• EXERCISE REQUIREMENTS
Put the items below into a two-column CSV with the header item_text,answer and one row for each item. Enclose each field in double quotes, and replace any line breaks inside a field with spaces.
--- start INFORMATION SUPPLIED ---
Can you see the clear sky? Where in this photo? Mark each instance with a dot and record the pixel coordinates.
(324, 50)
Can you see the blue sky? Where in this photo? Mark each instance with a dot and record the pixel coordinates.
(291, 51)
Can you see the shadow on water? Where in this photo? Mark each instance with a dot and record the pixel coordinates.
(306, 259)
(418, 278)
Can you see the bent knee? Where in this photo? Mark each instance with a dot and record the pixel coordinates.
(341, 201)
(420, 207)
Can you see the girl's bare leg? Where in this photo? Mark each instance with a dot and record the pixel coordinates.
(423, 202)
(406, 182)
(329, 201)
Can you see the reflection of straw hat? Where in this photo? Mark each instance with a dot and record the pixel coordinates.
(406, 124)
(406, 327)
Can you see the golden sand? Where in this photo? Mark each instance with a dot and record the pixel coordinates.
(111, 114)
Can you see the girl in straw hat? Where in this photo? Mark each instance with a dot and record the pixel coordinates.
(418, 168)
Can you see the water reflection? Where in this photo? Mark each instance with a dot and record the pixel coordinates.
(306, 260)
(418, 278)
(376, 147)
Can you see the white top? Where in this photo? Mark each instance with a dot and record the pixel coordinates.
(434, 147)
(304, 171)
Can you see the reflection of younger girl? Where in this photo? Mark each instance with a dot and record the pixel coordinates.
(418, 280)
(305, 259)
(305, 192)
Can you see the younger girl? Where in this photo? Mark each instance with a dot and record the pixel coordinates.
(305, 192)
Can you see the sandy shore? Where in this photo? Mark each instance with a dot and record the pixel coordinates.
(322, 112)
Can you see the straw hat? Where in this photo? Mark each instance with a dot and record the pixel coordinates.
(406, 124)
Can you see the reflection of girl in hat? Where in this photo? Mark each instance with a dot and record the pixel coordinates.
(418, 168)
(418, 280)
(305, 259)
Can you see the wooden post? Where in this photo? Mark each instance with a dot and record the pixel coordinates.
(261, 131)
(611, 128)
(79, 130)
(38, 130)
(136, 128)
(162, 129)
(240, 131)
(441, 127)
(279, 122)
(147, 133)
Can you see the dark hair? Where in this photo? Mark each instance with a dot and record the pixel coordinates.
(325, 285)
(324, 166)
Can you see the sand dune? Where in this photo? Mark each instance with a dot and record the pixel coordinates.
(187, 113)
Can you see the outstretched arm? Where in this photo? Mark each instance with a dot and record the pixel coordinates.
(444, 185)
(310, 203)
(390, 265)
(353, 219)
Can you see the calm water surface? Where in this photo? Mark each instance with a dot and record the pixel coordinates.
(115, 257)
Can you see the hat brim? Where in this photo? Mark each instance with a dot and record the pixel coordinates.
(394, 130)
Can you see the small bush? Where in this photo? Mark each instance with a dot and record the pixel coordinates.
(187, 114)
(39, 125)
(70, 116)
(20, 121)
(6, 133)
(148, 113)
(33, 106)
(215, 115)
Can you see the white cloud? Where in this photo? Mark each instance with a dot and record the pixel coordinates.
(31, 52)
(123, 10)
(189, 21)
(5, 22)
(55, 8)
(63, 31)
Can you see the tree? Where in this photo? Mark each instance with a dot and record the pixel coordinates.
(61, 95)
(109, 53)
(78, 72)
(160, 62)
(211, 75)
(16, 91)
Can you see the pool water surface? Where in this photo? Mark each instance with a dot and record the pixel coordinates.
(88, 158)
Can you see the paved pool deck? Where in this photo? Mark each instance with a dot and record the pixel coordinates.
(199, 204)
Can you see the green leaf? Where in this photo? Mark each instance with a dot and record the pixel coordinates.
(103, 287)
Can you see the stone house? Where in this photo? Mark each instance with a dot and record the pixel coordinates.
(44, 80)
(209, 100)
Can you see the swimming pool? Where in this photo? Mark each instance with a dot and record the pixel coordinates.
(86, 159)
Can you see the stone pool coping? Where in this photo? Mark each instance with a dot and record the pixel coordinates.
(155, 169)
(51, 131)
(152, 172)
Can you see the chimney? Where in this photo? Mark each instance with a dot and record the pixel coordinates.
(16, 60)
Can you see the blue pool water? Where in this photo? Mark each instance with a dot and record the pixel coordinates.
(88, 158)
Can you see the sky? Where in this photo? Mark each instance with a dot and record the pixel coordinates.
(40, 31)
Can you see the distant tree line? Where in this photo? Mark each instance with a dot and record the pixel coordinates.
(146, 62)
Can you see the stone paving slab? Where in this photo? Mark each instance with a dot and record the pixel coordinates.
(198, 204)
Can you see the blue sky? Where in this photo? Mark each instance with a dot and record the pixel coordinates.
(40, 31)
--- end INFORMATION SUPPLIED ---
• COMPLETE RESPONSE
item_text,answer
"Can you see the clear sky? Where in this photo? Mark each instance with a dot and record the pixel coordinates.","(324, 50)"
"Can you see the blue sky? Where in this photo? Mark each instance with a dot and record the pixel coordinates.","(291, 51)"
"Can you see the shadow on water? Where in this photo? Mark each instance with a dot and record the pixel coordinates.","(306, 259) (418, 278)"
"Can you see the bent knee? Where in this photo? Mark each instance with a dot and record the pixel coordinates.","(341, 201) (420, 207)"
"Can you see the girl's bare leg? Where in this photo? Mark each instance with a dot and record the pixel coordinates.","(423, 202) (406, 182) (329, 201)"
"Can you see the reflection of straw hat? Where in this photo? Mark each instance with a dot and record the pixel coordinates.","(406, 124) (406, 327)"
"Can you see the golden sand? Where in this photo? Mark each instance with a dot and record the pixel coordinates.","(111, 114)"
"Can you see the girl in straw hat? Where in this photo? Mark each instance with a dot and record the pixel coordinates.","(418, 168)"
"Can you see the water reflection? Where in this photo? Mark each instance with a dot and record the pixel coordinates.","(306, 260) (418, 278) (376, 147)"
"Can you see the white top? Where in this photo? Mark each instance with a dot and record the pixel coordinates.","(434, 147) (304, 171)"
"Can you see the reflection of younger girl? Where in this photo? Mark each instance with a dot and record the pixel coordinates.","(418, 280) (305, 259) (305, 192)"
"Can you see the younger girl? Where in this photo? Mark each instance with a dot and record the pixel coordinates.","(305, 192)"
"Can you see the sandy shore? Where in this photo? Mark each instance with a dot and record the pixel coordinates.","(322, 112)"
"Can you see the straw hat? Where in this photo? Mark each instance with a dot and record the pixel coordinates.","(406, 124)"
"Can you see the reflection of girl in hat? Where in this photo? Mark each instance with a dot and record the pixel coordinates.","(418, 168) (418, 280) (305, 259)"
"Can you see the wooden post? Where in this photo? Mark each instance with a dot and record the pixel coordinates.","(261, 131) (611, 128) (79, 130) (38, 130) (136, 128) (162, 129) (240, 131) (441, 127) (279, 122) (147, 133)"
"Can you see the dark hair? Where in this photo? Mark each instance with a dot and record the pixel coordinates.","(325, 285) (324, 166)"
"Can you see the sand dune? Where in this photo? Mark each instance with a dot and record the pixel coordinates.","(187, 113)"
"Can you see the outstretched arm? Where in this photo? Mark each instance with a dot and record the pixel coordinates.","(444, 185) (310, 203) (390, 265) (353, 219)"
"Can you see the calm water surface? Where in this photo? Mark each instance with a dot and record the pixel coordinates.","(115, 257)"
"Can you see the hat brim? Where in this photo? Mark each instance with a dot and record the pixel coordinates.","(394, 130)"
"Can you see the small bush? Where in this photo? Mark each instance with a dot and record the pixel coordinates.","(187, 114) (39, 125) (70, 116) (20, 121) (6, 133) (148, 113) (33, 106) (215, 115)"
"Can you see the white cloud? Where in this photo? Mark each instance with a dot and record the pixel coordinates.","(31, 52) (123, 10) (189, 21) (5, 22) (55, 8) (63, 31)"
"Can you see the tree? Where in this photo? Mark each instance with a dot and record the pixel coordinates.","(61, 95) (109, 53) (78, 72) (160, 62) (211, 75) (16, 91)"
"Can you see the pool water surface? Where in this photo? Mark each instance with a dot and record the pixel coordinates.","(88, 158)"
"Can you see the paved pool deck? Where in this photo? Mark each instance with a dot and record the pixel coordinates.","(199, 204)"
"Can you see the green leaf? Where in this photo? Mark each instance with a dot and record the pixel coordinates.","(103, 287)"
"Can you see the stone house? Where in this photo? Mark each instance with a dot and record the pixel coordinates.","(44, 80) (209, 100)"
"Can you see the swimming pool? Where in this photo? Mark each instance with a dot and record the pixel coordinates.","(86, 159)"
"Can you see the stone pool coping? Where in this photo? Mark each instance with a dot and record the pixel coordinates.","(155, 169) (51, 131) (152, 172)"
"Can you see the chimney? Where in this photo? Mark each instance with a dot and record the pixel coordinates.","(16, 60)"
"Can you see the blue pool water? Where in this photo? Mark each instance with a dot and record the pixel coordinates.","(88, 158)"
"Can you see the sky? Where in this photo? Mark each instance with a dot and record the pixel coordinates.","(40, 31)"
"Can you see the distant tree line? Where in this photo? Mark each instance with a dot and record the pixel coordinates.","(146, 62)"
"Can you see the stone paving slab? Where in this photo? Mark each instance with a dot and record the pixel coordinates.","(198, 204)"
"Can you see the blue sky? Where in this photo? Mark each instance with a dot and record the pixel coordinates.","(40, 31)"